## [Excerpts from a dataset]
++++++++

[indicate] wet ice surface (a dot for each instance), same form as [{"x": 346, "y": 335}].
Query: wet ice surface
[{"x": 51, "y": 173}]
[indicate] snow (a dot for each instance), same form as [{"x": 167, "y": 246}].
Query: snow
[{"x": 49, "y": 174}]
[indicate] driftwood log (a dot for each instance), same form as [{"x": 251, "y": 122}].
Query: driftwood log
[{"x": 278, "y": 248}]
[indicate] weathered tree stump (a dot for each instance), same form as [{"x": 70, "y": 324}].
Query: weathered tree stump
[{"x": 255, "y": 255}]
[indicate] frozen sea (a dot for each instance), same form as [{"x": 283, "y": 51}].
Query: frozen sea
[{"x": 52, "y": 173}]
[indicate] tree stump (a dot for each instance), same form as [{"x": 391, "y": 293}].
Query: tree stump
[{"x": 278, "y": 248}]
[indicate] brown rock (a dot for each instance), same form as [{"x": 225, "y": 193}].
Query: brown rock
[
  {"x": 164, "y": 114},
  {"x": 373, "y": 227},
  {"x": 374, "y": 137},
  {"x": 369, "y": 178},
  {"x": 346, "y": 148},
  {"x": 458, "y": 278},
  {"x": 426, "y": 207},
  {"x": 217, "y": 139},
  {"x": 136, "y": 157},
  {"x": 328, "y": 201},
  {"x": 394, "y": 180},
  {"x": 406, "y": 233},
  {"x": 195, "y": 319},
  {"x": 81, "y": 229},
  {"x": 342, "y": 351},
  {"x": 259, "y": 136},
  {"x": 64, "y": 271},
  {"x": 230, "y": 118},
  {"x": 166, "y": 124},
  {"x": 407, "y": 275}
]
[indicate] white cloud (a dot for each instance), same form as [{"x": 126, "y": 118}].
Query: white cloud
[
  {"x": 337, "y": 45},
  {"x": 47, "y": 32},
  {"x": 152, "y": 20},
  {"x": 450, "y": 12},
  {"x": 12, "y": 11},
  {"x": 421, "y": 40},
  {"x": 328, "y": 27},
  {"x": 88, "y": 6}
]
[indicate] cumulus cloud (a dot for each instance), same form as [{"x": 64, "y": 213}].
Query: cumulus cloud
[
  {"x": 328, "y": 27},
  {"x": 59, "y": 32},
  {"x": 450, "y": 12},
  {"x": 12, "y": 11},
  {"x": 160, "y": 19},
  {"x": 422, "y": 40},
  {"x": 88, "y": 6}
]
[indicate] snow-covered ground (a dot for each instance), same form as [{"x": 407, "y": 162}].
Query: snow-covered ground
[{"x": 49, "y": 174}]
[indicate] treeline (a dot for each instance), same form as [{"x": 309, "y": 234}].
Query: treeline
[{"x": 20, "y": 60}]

++++++++

## [WHAT THIS TASK INVOLVES]
Please print the records above exactly, leaving nothing out.

## [WRITTEN ANSWER]
[indicate] wet ice surface (a dot for each instance), same form as [{"x": 346, "y": 335}].
Query: wet ice surface
[{"x": 51, "y": 173}]
[indicate] snow (a dot for each instance), same form as [{"x": 167, "y": 246}].
Query: snow
[{"x": 49, "y": 174}]
[indicate] driftwood log (a dot for each instance), same form as [{"x": 251, "y": 122}].
Query: driftwood log
[{"x": 278, "y": 248}]
[indicate] weathered tree stump (a dot for each instance), same form as [{"x": 70, "y": 324}].
Query: weathered tree stump
[{"x": 255, "y": 255}]
[indicate] frozen sea (a dot for each instance), same form as [{"x": 283, "y": 51}].
Query: frozen sea
[{"x": 52, "y": 173}]
[indicate] tree stump (a dot for each instance), same form as [{"x": 391, "y": 293}].
Query: tree stump
[{"x": 278, "y": 248}]
[indicate] brown rock (a dot for each instance), same form as [{"x": 225, "y": 193}].
Query: brown rock
[
  {"x": 164, "y": 114},
  {"x": 373, "y": 227},
  {"x": 374, "y": 137},
  {"x": 369, "y": 178},
  {"x": 346, "y": 148},
  {"x": 458, "y": 278},
  {"x": 426, "y": 207},
  {"x": 217, "y": 139},
  {"x": 136, "y": 157},
  {"x": 328, "y": 201},
  {"x": 394, "y": 180},
  {"x": 406, "y": 233},
  {"x": 195, "y": 319},
  {"x": 81, "y": 229},
  {"x": 342, "y": 351},
  {"x": 259, "y": 136},
  {"x": 64, "y": 271},
  {"x": 230, "y": 118},
  {"x": 166, "y": 124},
  {"x": 407, "y": 275}
]
[indicate] white cloud (a dot for each instance), same form as [{"x": 126, "y": 118}].
Query: white cloud
[
  {"x": 337, "y": 45},
  {"x": 47, "y": 32},
  {"x": 152, "y": 20},
  {"x": 450, "y": 12},
  {"x": 12, "y": 11},
  {"x": 421, "y": 40},
  {"x": 328, "y": 27},
  {"x": 88, "y": 6}
]
[indicate] cumulus cloud (a dot for each instance), same form as [{"x": 64, "y": 213}].
Query: cumulus cloud
[
  {"x": 328, "y": 27},
  {"x": 59, "y": 32},
  {"x": 450, "y": 12},
  {"x": 12, "y": 11},
  {"x": 160, "y": 19},
  {"x": 422, "y": 40},
  {"x": 88, "y": 6}
]
[indicate] snow-covered ground (a dot for each instance), same form as [{"x": 407, "y": 162}].
Query: snow-covered ground
[{"x": 49, "y": 174}]
[indicate] treeline (a dot for each instance), same form as [{"x": 309, "y": 234}].
Query: treeline
[{"x": 20, "y": 60}]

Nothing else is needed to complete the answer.